---------- GIVEN INFORMATION

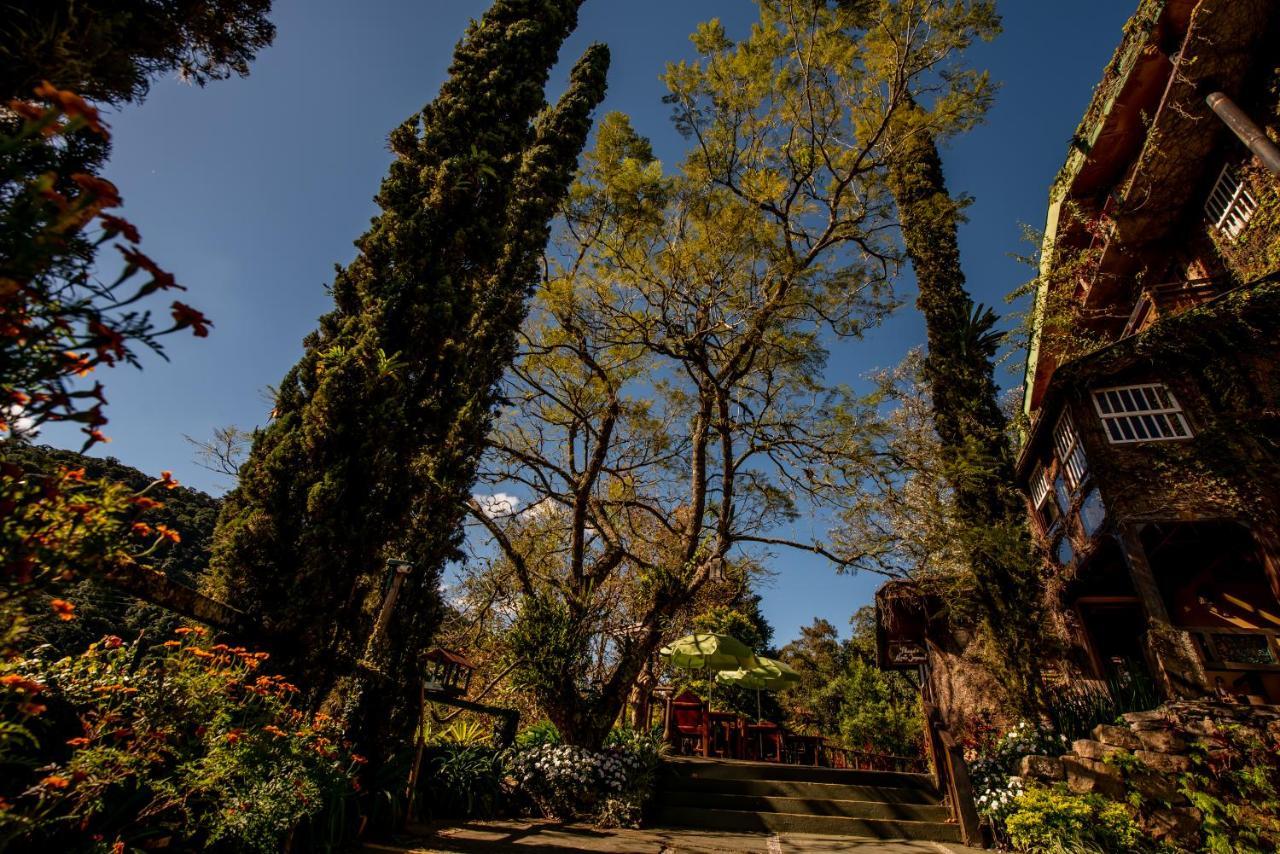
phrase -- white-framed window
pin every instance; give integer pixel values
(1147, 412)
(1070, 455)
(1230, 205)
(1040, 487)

--------------------
---------- GIVEN INFORMATION

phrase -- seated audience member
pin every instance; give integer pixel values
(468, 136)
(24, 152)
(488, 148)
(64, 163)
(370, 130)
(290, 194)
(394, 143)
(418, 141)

--------------------
---------- GIVEN INFORMATION

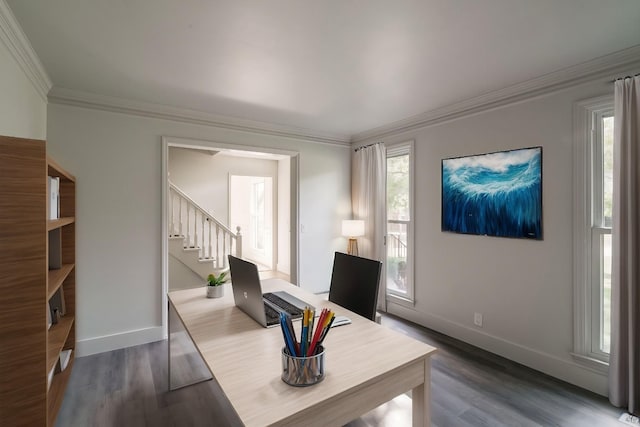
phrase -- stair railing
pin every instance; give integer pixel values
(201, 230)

--------------------

- _PROBLEM TO SOLVE_: Search the records line by line for the word "phrase" and copy every line where it appears.

- _EXERCISE RESPONSE_:
phrase -- white-framed window
phrase -- seated audience member
phrase -- stair railing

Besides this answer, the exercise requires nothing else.